WHAT IS BEING ASKED: Filter by the string "grain": return the lines of the material that contain it.

INFORMATION SUPPLIED:
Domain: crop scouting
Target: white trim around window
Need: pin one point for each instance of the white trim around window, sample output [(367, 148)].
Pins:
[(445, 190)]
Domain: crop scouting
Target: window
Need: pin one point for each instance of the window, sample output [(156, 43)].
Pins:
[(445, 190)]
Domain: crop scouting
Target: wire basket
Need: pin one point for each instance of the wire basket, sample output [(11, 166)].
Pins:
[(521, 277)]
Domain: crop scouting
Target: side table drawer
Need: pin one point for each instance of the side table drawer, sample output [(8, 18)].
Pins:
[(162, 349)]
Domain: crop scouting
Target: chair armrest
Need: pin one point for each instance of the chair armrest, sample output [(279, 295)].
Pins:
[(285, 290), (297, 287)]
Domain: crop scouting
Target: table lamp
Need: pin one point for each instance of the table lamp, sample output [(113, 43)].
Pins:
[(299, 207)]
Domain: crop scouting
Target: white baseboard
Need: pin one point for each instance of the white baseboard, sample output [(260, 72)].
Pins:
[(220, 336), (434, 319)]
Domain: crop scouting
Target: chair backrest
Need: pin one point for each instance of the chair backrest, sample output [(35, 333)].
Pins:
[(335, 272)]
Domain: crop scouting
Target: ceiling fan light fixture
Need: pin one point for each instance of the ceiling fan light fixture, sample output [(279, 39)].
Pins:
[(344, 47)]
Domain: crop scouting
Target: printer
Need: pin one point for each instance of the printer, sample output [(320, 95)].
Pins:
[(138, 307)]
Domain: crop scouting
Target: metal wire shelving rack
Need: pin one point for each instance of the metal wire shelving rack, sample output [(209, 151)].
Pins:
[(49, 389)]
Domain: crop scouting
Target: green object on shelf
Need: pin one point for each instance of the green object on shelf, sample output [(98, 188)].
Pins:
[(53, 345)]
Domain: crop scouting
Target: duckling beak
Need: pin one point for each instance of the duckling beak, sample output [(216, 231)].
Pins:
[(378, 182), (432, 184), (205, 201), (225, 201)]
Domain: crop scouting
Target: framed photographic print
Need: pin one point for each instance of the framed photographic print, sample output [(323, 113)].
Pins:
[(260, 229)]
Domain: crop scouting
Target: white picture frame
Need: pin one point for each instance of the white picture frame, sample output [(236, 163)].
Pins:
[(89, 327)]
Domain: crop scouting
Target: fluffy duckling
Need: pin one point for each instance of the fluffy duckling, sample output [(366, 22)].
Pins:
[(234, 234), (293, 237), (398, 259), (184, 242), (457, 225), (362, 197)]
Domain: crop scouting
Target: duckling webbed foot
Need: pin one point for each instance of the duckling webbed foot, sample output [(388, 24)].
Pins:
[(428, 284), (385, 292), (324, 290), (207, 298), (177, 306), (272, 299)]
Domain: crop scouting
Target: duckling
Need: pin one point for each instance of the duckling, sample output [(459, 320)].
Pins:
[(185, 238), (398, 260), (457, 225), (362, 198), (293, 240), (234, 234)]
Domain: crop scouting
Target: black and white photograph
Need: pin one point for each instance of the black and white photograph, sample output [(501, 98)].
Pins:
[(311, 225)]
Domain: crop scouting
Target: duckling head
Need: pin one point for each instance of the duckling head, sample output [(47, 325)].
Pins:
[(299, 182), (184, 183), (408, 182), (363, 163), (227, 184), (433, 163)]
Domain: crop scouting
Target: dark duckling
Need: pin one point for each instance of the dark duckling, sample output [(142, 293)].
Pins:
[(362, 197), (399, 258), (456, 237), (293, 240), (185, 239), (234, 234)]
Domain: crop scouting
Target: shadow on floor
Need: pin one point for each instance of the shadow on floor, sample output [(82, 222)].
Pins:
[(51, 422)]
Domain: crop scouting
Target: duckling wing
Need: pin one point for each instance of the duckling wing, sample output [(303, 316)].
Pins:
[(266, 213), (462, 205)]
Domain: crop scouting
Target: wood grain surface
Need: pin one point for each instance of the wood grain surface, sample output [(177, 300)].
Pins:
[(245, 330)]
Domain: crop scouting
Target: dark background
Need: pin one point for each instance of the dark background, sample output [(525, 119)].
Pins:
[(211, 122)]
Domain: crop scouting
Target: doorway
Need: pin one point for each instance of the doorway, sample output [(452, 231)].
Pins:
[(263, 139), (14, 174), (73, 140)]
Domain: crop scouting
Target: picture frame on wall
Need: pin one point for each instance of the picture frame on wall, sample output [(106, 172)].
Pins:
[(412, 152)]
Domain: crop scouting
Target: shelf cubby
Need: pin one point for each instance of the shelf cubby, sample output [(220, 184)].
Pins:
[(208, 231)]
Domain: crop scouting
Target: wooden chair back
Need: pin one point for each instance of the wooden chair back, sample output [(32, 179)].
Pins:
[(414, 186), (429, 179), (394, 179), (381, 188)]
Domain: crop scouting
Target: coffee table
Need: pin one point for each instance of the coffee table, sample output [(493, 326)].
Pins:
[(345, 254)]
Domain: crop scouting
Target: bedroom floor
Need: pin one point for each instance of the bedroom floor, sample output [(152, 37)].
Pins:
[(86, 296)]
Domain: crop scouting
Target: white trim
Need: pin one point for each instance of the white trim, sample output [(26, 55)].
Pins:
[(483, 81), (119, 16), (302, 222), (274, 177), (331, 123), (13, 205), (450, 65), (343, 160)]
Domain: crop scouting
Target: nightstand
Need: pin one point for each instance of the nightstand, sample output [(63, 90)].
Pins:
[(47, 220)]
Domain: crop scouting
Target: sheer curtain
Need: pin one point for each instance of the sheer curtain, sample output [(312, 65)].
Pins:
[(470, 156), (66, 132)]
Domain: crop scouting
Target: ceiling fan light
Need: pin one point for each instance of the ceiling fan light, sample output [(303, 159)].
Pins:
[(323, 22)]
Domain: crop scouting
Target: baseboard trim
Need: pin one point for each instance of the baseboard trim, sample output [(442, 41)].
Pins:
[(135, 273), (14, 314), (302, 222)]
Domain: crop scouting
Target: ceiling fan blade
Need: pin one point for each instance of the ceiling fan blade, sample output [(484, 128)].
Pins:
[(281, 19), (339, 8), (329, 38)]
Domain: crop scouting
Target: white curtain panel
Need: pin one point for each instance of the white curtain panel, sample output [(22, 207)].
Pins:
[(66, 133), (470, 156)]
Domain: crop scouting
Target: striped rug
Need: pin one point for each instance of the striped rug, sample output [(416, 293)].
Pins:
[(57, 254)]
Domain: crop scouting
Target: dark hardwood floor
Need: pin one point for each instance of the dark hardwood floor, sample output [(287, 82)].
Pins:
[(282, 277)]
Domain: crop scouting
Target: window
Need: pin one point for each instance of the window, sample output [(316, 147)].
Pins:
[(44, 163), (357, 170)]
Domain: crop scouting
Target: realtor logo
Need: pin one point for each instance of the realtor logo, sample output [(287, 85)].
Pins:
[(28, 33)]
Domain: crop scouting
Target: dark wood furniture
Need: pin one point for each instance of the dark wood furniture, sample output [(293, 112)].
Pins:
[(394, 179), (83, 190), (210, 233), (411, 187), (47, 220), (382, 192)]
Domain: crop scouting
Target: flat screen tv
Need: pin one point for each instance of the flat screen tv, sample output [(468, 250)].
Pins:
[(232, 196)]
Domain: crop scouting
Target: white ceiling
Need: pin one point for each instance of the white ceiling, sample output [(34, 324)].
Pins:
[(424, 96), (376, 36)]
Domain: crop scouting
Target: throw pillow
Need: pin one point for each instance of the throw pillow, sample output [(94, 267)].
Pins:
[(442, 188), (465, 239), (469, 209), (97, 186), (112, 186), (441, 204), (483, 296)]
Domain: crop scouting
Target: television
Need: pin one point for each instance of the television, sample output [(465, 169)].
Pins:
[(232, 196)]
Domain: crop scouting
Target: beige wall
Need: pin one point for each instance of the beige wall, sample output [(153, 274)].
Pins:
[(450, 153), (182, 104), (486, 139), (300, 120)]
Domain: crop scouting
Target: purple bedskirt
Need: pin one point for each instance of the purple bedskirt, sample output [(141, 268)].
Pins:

YOUR RESPONSE:
Target: wood grain surface
Need: pin one point for each instance of the wood grain surface, sample output [(177, 300)].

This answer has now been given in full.